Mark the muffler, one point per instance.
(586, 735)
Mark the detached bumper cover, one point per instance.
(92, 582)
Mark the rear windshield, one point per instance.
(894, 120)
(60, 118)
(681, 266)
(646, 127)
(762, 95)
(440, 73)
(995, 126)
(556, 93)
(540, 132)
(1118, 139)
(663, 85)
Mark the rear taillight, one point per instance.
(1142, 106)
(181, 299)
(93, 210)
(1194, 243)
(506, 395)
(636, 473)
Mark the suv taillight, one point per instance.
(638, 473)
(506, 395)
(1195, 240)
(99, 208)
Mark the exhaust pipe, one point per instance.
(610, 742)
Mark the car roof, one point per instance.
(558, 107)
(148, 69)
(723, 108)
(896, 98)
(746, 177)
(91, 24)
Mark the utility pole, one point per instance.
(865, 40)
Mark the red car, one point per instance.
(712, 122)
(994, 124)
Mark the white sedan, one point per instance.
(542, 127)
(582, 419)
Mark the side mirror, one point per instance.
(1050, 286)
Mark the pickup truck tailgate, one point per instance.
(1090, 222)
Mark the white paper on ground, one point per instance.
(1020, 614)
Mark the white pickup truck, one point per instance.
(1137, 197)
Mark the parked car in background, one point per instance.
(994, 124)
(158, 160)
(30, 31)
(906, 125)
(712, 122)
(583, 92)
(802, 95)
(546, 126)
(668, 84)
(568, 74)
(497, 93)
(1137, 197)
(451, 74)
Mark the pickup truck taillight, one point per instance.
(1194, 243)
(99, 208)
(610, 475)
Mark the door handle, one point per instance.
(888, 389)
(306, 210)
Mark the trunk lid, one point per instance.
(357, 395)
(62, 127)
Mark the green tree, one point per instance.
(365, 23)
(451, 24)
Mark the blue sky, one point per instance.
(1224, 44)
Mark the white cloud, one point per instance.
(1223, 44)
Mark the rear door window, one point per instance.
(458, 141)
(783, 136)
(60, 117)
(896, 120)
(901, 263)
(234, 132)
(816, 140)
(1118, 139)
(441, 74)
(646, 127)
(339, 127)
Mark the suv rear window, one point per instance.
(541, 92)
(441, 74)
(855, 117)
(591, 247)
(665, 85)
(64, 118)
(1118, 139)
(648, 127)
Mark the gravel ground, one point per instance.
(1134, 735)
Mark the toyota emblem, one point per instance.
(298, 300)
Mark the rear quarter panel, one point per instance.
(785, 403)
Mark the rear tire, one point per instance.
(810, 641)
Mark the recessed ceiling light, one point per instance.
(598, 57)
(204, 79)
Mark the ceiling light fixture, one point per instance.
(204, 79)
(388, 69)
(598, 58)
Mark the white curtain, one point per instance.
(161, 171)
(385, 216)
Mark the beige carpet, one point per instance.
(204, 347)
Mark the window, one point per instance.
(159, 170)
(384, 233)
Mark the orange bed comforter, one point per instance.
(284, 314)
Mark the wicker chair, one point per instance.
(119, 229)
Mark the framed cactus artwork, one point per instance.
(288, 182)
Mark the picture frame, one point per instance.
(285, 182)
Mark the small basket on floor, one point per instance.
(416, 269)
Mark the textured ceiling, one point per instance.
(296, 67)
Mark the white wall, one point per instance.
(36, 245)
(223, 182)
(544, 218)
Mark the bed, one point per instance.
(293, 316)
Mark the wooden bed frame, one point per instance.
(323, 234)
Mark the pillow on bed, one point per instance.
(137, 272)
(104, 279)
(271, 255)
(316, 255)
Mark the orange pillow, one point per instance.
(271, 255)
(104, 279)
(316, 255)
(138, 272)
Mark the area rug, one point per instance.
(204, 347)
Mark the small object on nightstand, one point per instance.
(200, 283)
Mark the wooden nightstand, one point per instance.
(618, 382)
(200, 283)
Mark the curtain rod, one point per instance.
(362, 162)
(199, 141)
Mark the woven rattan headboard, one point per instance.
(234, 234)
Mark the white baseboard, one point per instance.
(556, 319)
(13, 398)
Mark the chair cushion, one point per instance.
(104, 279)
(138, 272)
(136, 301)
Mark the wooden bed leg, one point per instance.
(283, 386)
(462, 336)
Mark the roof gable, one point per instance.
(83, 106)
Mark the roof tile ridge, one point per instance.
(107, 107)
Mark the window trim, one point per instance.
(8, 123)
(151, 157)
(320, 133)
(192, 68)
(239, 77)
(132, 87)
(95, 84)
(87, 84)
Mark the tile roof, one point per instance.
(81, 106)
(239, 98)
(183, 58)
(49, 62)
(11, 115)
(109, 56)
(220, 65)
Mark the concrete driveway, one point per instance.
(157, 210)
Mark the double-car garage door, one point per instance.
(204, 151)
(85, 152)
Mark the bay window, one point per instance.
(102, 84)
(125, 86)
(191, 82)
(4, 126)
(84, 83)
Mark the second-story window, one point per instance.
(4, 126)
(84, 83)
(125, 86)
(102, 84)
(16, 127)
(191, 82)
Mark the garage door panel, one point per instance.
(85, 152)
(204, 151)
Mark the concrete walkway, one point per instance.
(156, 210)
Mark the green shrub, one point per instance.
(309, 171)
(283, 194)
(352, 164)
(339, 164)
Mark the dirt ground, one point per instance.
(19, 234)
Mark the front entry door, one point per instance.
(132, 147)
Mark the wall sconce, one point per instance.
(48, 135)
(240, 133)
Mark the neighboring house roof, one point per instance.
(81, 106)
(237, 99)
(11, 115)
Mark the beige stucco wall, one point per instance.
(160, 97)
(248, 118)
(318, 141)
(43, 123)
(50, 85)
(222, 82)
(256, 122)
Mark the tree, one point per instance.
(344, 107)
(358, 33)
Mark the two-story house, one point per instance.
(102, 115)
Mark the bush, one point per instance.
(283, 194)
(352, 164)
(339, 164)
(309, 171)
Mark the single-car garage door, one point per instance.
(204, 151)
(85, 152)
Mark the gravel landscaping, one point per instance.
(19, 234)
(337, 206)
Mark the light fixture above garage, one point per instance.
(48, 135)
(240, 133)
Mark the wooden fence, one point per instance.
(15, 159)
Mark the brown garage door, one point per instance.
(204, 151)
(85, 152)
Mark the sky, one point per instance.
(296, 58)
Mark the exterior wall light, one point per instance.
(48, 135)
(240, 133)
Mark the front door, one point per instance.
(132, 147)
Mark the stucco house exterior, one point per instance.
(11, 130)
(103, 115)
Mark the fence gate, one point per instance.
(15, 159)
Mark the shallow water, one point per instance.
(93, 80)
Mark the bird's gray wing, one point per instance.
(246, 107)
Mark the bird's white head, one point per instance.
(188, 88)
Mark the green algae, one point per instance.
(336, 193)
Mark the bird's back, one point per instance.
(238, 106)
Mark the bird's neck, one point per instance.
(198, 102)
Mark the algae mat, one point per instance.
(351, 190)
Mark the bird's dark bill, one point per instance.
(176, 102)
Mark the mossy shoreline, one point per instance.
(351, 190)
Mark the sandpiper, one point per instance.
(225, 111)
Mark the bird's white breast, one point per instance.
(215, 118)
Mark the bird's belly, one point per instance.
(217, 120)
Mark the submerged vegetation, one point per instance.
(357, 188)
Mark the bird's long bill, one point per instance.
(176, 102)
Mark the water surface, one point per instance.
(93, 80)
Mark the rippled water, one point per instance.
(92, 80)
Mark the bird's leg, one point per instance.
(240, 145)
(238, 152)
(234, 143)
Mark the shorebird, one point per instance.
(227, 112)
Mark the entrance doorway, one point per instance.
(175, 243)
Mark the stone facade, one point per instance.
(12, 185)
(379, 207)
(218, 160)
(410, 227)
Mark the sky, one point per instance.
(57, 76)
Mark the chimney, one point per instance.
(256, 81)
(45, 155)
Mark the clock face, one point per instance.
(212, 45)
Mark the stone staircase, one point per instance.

**Exercise directions**
Make an exact copy of every entry.

**Right answer**
Mark the muffler, one point per instance.
(586, 735)
Mark the detached bumper cover, one point per instance.
(92, 582)
Mark the rear windshield, one point per instance.
(894, 120)
(60, 118)
(681, 266)
(646, 127)
(762, 95)
(440, 73)
(995, 126)
(556, 93)
(540, 132)
(1118, 139)
(663, 85)
Mark the rear taillight, one point per instance.
(1142, 106)
(181, 299)
(93, 210)
(1194, 243)
(506, 395)
(636, 473)
Mark the suv taillight, one point per instance.
(638, 473)
(506, 395)
(1195, 240)
(99, 208)
Mark the exhaust pipe, one point per instance.
(610, 742)
Mark the car roof, one point per instance.
(558, 107)
(148, 69)
(723, 108)
(896, 98)
(746, 177)
(91, 24)
Mark the utility pole, one point per instance.
(865, 40)
Mark the red car, one point per instance.
(712, 122)
(994, 124)
Mark the white sedan, one point per instance.
(542, 127)
(582, 419)
Mark the side mirror, one point per instance.
(1050, 286)
Mark the pickup truck tailgate, one point per instance.
(1090, 222)
Mark the white paper on ground, one point per instance.
(1020, 614)
Mark the white pickup truck, one point per instance.
(1137, 197)
Mark the parked car in background, one point per instance.
(994, 124)
(158, 160)
(30, 31)
(906, 125)
(712, 122)
(583, 92)
(802, 95)
(546, 126)
(668, 84)
(568, 74)
(497, 93)
(1137, 197)
(451, 74)
Mark the pickup truck taillight, one point per instance.
(1194, 243)
(99, 208)
(610, 475)
Mark the door handle, one point per instance.
(888, 389)
(306, 210)
Mark the trunk lid, one point per instance.
(357, 395)
(62, 127)
Mark the green tree, one point per instance.
(365, 23)
(451, 24)
Mark the blue sky, one point per instance.
(1224, 44)
Mark the white cloud, one point per instance.
(1223, 44)
Mark the rear door window, one point per instance.
(458, 141)
(783, 136)
(60, 117)
(896, 120)
(901, 263)
(234, 132)
(816, 140)
(1118, 139)
(441, 74)
(646, 127)
(339, 127)
Mark the suv rear window, one point per instance.
(541, 92)
(441, 74)
(855, 117)
(591, 247)
(665, 85)
(64, 118)
(1118, 139)
(648, 127)
Mark the gravel ground, one point per instance.
(1134, 735)
Mark the toyota emblem, one point per instance.
(298, 300)
Mark the rear quarter panel, one point per instance.
(785, 403)
Mark the rear tire, one point per instance.
(810, 641)
Mark the recessed ceiling light, one point per instance.
(598, 57)
(204, 79)
Mark the ceiling light fixture, one point per instance.
(204, 79)
(388, 69)
(598, 58)
Mark the white curtain, one point per instance.
(161, 171)
(385, 216)
Mark the beige carpet, one point per instance.
(204, 347)
Mark the window, one point per instance.
(159, 170)
(384, 233)
Mark the orange bed comforter, one point per instance.
(284, 314)
Mark the wicker chair, one point per instance.
(119, 229)
Mark the framed cactus artwork, one point per instance.
(288, 182)
Mark the picture frame, one point per instance.
(285, 182)
Mark the small basket on floor, one point per instance.
(416, 269)
Mark the textured ceiling, one point per instance.
(296, 67)
Mark the white wall, one point per instance.
(36, 245)
(223, 182)
(544, 218)
Mark the bed, one point per instance.
(293, 316)
Mark the wooden bed frame, one point per instance.
(323, 234)
Mark the pillow on bed, one point per instance.
(137, 272)
(104, 279)
(271, 255)
(316, 255)
Mark the orange pillow, one point per instance.
(271, 255)
(104, 279)
(316, 255)
(138, 272)
Mark the area rug, one point per instance.
(204, 347)
Mark the small object on nightstand, one point per instance.
(200, 283)
Mark the wooden nightstand, one point per instance.
(618, 382)
(200, 283)
Mark the curtain rod, one point per instance.
(362, 162)
(199, 141)
Mark the woven rattan headboard, one point per instance.
(234, 234)
Mark the white baseboard, one point per instance.
(556, 319)
(13, 398)
Mark the chair cushion, one point per instance.
(104, 279)
(138, 272)
(136, 301)
Mark the wooden bed leg, one point per instance.
(283, 386)
(462, 336)
Mark the roof gable, one point per instance.
(83, 106)
Mark the roof tile ridge, one point per instance.
(107, 107)
Mark the window trim, one point per instance.
(8, 123)
(151, 157)
(320, 133)
(192, 68)
(239, 77)
(132, 87)
(95, 84)
(87, 84)
Mark the tile roof, one point per instance.
(81, 106)
(239, 98)
(183, 58)
(49, 62)
(11, 115)
(109, 56)
(220, 65)
Mark the concrete driveway, one point per instance.
(157, 210)
Mark the double-car garage door, one point per instance.
(204, 151)
(85, 152)
Mark the bay window, one point per instance.
(102, 84)
(125, 86)
(191, 82)
(4, 126)
(84, 83)
Mark the second-story window, one point per instance.
(4, 126)
(84, 83)
(125, 86)
(102, 84)
(16, 127)
(191, 82)
Mark the garage door panel, one point per instance.
(85, 152)
(204, 151)
Mark the concrete walkway, one point per instance.
(156, 210)
Mark the green shrub, one point per instance.
(309, 171)
(283, 194)
(352, 164)
(339, 164)
Mark the dirt ground, one point per instance.
(19, 234)
Mark the front entry door, one point per instance.
(132, 147)
Mark the wall sconce, one point per instance.
(48, 135)
(240, 133)
Mark the neighboring house roof, one point per instance.
(81, 106)
(237, 99)
(11, 115)
Mark the beige stucco wall, one point per instance.
(160, 97)
(248, 118)
(318, 141)
(43, 123)
(50, 85)
(222, 82)
(256, 122)
Mark the tree, one point per instance.
(344, 107)
(358, 33)
Mark the two-story house, one point per instance.
(102, 115)
Mark the bush, one point per instance.
(283, 194)
(352, 164)
(339, 164)
(309, 171)
Mark the single-car garage door, one point per instance.
(204, 151)
(85, 152)
Mark the gravel landscaping, one point per instance.
(19, 234)
(337, 206)
Mark the light fixture above garage, one point per instance.
(48, 135)
(240, 133)
Mark the wooden fence, one point per instance.
(15, 159)
Mark the brown garage door, one point per instance.
(204, 151)
(85, 152)
Mark the sky, one point per instance.
(296, 58)
Mark the exterior wall light, one point per instance.
(48, 135)
(240, 133)
Mark the front door, one point per instance.
(132, 147)
Mark the stucco house exterior, one point per instance.
(11, 130)
(103, 115)
Mark the fence gate, one point per instance.
(15, 159)
Mark the shallow water, one point per instance.
(93, 80)
Mark the bird's gray wing, one point per instance.
(246, 107)
Mark the bird's white head, one point per instance.
(188, 88)
Mark the green algae, one point per instance.
(336, 193)
Mark the bird's back, one point per instance.
(238, 106)
Mark the bird's neck, one point per instance.
(198, 102)
Mark the algae mat, one point per instance.
(351, 190)
Mark the bird's dark bill, one point per instance.
(176, 102)
Mark the mossy shoreline, one point per instance.
(351, 190)
Mark the sandpiper, one point per instance.
(225, 111)
Mark the bird's white breast, one point per instance.
(215, 118)
Mark the bird's belly, one point per instance.
(217, 120)
Mark the submerged vegetation, one point per instance.
(357, 188)
Mark the bird's long bill, one point per instance.
(176, 102)
Mark the water surface, one point per instance.
(93, 80)
Mark the rippled water, one point per instance.
(92, 80)
Mark the bird's leg, one point per instance.
(240, 145)
(238, 152)
(234, 143)
Mark the shorebird, one point per instance.
(227, 112)
Mark the entrance doorway, one point per instance.
(175, 243)
Mark the stone facade, one point per instance.
(12, 185)
(379, 207)
(218, 160)
(410, 227)
Mark the sky, one point per instance.
(57, 76)
Mark the chimney, one point per instance.
(256, 81)
(45, 155)
Mark the clock face, one point per instance.
(212, 45)
Mark the stone staircase, one point per instance.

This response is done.